• [Exercise task]:
Rewrite every line of the entries below, including the lines that ask for a box, but multiply each bounding-box coordinate in the answers by 1.05 and round it to a whole number, with halves rounded up.

• [Given records]:
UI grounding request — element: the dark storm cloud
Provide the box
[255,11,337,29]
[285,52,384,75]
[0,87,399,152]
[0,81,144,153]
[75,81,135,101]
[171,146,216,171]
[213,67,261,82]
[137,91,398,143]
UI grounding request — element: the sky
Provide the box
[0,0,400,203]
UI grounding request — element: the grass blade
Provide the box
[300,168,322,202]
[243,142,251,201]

• [Output below]:
UI grounding request — element: the dark storm cloud
Provide the box
[268,12,354,30]
[299,55,403,79]
[0,91,419,160]
[0,85,151,161]
[79,85,142,106]
[180,153,227,180]
[224,70,274,86]
[144,96,418,150]
UI grounding request — element: the sky
Provide the box
[0,0,420,213]
UI grounding request — element: the grass blade
Provide the box
[315,176,338,212]
[255,149,264,211]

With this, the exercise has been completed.